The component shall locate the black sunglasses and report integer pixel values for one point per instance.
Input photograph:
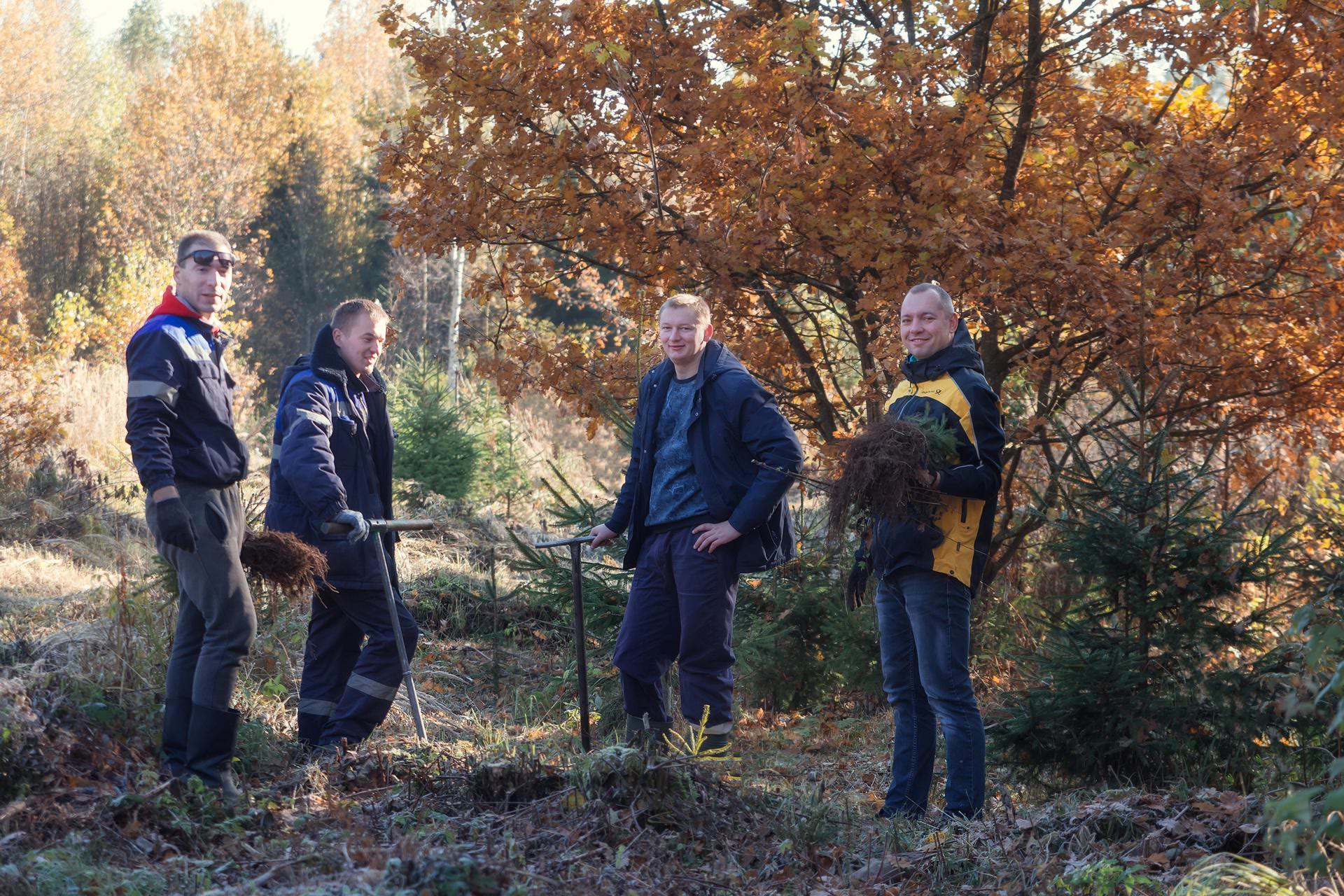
(210, 257)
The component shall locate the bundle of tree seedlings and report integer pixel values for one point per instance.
(883, 473)
(290, 564)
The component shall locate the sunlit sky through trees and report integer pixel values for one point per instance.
(300, 20)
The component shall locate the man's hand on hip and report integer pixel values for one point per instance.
(714, 535)
(175, 526)
(603, 536)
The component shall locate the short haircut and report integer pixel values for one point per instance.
(209, 238)
(689, 300)
(353, 309)
(944, 298)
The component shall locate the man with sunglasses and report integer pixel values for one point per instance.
(181, 430)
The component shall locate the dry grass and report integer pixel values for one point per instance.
(43, 574)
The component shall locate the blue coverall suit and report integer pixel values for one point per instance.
(334, 451)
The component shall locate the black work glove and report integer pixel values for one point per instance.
(857, 586)
(175, 526)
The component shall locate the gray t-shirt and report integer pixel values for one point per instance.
(675, 493)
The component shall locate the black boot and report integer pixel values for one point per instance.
(176, 724)
(644, 735)
(715, 746)
(210, 748)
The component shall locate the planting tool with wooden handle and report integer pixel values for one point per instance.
(575, 547)
(375, 528)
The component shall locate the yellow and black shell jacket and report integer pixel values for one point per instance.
(949, 386)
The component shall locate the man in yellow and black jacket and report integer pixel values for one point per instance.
(927, 575)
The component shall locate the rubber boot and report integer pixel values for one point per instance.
(210, 750)
(644, 735)
(714, 746)
(176, 724)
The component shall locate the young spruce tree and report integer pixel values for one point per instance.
(1155, 666)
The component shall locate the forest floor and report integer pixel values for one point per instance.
(500, 798)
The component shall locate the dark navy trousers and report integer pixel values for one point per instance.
(680, 610)
(924, 620)
(347, 691)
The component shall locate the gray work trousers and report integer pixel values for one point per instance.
(216, 617)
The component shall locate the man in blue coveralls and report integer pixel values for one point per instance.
(701, 512)
(181, 430)
(332, 463)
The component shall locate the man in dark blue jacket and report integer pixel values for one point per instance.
(927, 574)
(699, 512)
(181, 430)
(332, 463)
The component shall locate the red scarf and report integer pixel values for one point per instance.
(172, 305)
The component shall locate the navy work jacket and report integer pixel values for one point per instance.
(181, 402)
(734, 422)
(323, 463)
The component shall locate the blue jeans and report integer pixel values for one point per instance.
(924, 620)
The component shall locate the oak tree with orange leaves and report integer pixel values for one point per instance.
(1145, 188)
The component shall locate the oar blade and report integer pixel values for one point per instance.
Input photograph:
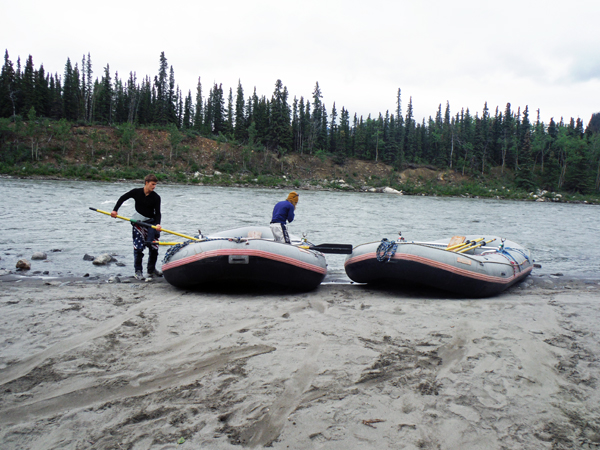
(339, 249)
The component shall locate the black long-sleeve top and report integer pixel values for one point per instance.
(146, 205)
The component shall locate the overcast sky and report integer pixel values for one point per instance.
(544, 54)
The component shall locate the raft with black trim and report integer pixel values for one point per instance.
(244, 254)
(473, 266)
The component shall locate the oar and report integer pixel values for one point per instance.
(339, 249)
(457, 247)
(476, 246)
(144, 224)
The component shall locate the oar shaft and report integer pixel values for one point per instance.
(147, 225)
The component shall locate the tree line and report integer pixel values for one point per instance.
(559, 155)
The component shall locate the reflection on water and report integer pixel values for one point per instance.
(55, 215)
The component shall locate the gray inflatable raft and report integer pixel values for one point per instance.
(244, 254)
(473, 266)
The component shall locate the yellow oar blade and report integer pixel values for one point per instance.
(476, 246)
(457, 247)
(147, 224)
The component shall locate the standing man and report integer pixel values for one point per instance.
(147, 206)
(282, 213)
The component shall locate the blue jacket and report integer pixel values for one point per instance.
(283, 211)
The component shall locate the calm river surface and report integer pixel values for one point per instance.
(55, 215)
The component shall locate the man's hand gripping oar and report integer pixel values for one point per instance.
(144, 224)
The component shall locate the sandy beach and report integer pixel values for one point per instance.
(133, 365)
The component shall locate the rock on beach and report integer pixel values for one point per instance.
(102, 260)
(23, 264)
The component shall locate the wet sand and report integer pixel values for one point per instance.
(133, 365)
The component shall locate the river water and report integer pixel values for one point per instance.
(54, 217)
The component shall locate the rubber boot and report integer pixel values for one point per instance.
(138, 257)
(152, 258)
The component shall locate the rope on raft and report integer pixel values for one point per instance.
(387, 249)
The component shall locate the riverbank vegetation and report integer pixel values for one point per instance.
(109, 128)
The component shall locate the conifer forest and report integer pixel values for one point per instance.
(562, 155)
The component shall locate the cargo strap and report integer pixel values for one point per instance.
(386, 250)
(174, 249)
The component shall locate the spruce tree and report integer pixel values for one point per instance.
(240, 129)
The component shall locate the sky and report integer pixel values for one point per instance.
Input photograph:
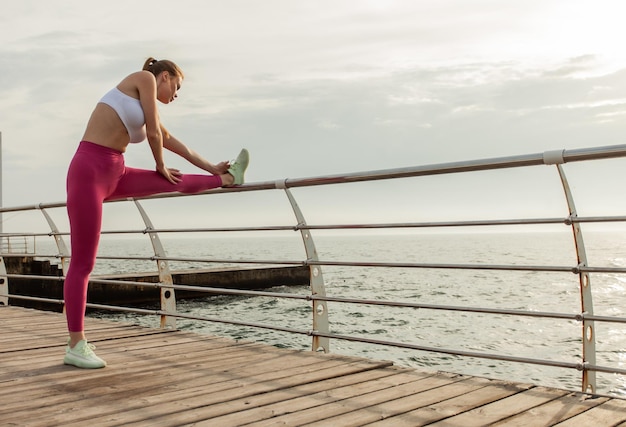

## Set problem
Return each line of the data above as a JSON list of strings, one string per line, skipping blank lines and leaving out the pictures.

## Expected answer
[
  "The component shall locate the black sunglasses and report integer pixel values for one point per instance.",
  "Input photograph:",
  "(210, 257)",
  "The component shall locate the bundle of tree seedlings and report integer pixel values for one point per instance.",
  "(883, 473)",
  "(290, 564)",
  "The component shall locate the sunlit sky through trees and report integer pixel values for one point per instance.",
  "(300, 20)",
  "The component shall locate the man's hand on hip and report integer pixel values for one point per instance.",
  "(714, 535)",
  "(175, 526)",
  "(603, 536)",
  "The component shall locate the short haircut and report integer pixel values for one point per instance.",
  "(209, 238)",
  "(689, 300)",
  "(353, 309)",
  "(944, 298)",
  "The component shall locate the man with sunglasses and report integer pixel values for one point per instance.",
  "(181, 430)",
  "The component shall locate the dry grass and report integer pixel values for one point per instance.",
  "(43, 574)",
  "The component shall locate the blue coverall suit and report integer pixel values for one point per instance.",
  "(334, 451)",
  "The component shall locate the black work glove and report integer pixel values for one point per instance.",
  "(857, 586)",
  "(175, 526)",
  "The component shall locate the gray t-shirt and report integer pixel values for one point per instance.",
  "(675, 493)",
  "The component shall locate the black boot and report integer pixel values for one point per instance.",
  "(176, 724)",
  "(644, 735)",
  "(715, 746)",
  "(210, 748)",
  "The component shall locate the planting tool with wooden handle and report integer pixel values for one point per instance.",
  "(575, 547)",
  "(375, 528)",
  "The component shall locate the yellow and black shell jacket and report integer pixel values for one point per instance.",
  "(949, 386)",
  "The component shall locate the man in yellow and black jacket and report integer pixel values for one point per instance.",
  "(927, 575)",
  "The component shall locate the rubber boot and report integer pixel values for one point per instance.",
  "(210, 750)",
  "(644, 735)",
  "(714, 746)",
  "(176, 724)",
  "The component shall locate the young spruce tree and report integer pixel values for one point per instance.",
  "(1155, 666)",
  "The component shall locate the forest floor and report integer pixel values for one point per instance.",
  "(500, 798)",
  "The component shall locate the dark navy trousers and report integer pixel values for one point per instance.",
  "(680, 610)",
  "(924, 620)",
  "(347, 691)",
  "The component shall locate the gray work trousers and report integer pixel values for one point per instance.",
  "(216, 617)",
  "The component shall locate the man in blue coveralls and report integer pixel values for one point per instance.",
  "(701, 512)",
  "(181, 430)",
  "(332, 463)",
  "The component shall locate the man in dark blue jacket and report integer pixel values for one point per instance.",
  "(927, 574)",
  "(699, 512)",
  "(181, 430)",
  "(332, 463)",
  "The component shall locate the red scarf and report integer pixel values for one point per instance.",
  "(172, 305)",
  "The component shall locate the navy work jacket and report integer pixel values for one point per instance.",
  "(181, 402)",
  "(734, 422)",
  "(323, 463)",
  "The component shall locate the blue jeans and report integer pixel values for one point per instance.",
  "(924, 620)",
  "The component shall locate the oak tree with orange leaves and report integer pixel values for one point per instance.",
  "(1145, 188)",
  "The component shall locate the oar blade and report integer pixel values for one point per instance.",
  "Input photograph:",
  "(339, 249)",
  "The component shall locate the black long-sleeve top and report integer pixel values for one point per instance.",
  "(146, 205)",
  "The component shall locate the overcast sky and report integer pixel values for one point per instance.",
  "(544, 54)",
  "The component shall locate the raft with black trim and report integer pixel values for one point per instance.",
  "(244, 254)",
  "(473, 266)",
  "The component shall locate the oar and report integer pixel values for one point per instance.",
  "(339, 249)",
  "(457, 247)",
  "(476, 246)",
  "(144, 224)",
  "The component shall locate the oar shaft and report integer pixel values for one point per instance.",
  "(147, 225)",
  "The component shall locate the tree line and report integer pixel values for one point per instance.",
  "(559, 155)",
  "The component shall locate the reflection on water and report integer pixel values for one point per instance.",
  "(55, 215)",
  "The component shall locate the gray inflatable raft and report integer pixel values for one point per instance.",
  "(244, 254)",
  "(473, 266)",
  "The component shall locate the yellow oar blade and report integer pixel values for one point per instance.",
  "(476, 246)",
  "(457, 247)",
  "(147, 224)",
  "The component shall locate the standing man and report integer pixel values for one point per instance.",
  "(147, 206)",
  "(282, 213)",
  "The component shall locate the blue jacket and report integer pixel values for one point per instance.",
  "(283, 211)",
  "The component shall locate the calm river surface and report integer pixel values for one point per instance.",
  "(55, 215)",
  "The component shall locate the man's hand gripping oar and report integer pixel values for one point per instance.",
  "(144, 224)",
  "The component shall locate the sandy beach and report integer pixel values for one point per instance.",
  "(133, 365)",
  "The component shall locate the rock on beach and report integer pixel values for one point per instance.",
  "(102, 260)",
  "(23, 264)",
  "The component shall locate the wet sand and report integer pixel values for one point per instance.",
  "(133, 365)",
  "The component shall locate the river water and report integer pixel values for one point per instance.",
  "(54, 217)",
  "The component shall locate the rubber boot and report integer pixel values for one point per instance.",
  "(138, 257)",
  "(152, 258)",
  "The component shall locate the rope on raft and report integer pixel values for one point per instance.",
  "(387, 249)",
  "The component shall locate the riverbank vegetation and report integer pixel values for one point per instance.",
  "(109, 128)",
  "The component shall locate the conifer forest and report integer pixel values for one point per instance.",
  "(562, 155)",
  "The component shall locate the cargo strap and report integer pixel values for one point per instance.",
  "(386, 250)",
  "(174, 249)",
  "The component shall locate the spruce tree and report integer pixel values for one point per instance.",
  "(240, 129)",
  "The component shall locate the sky and report integer pixel values for one point per instance.",
  "Input photograph:"
]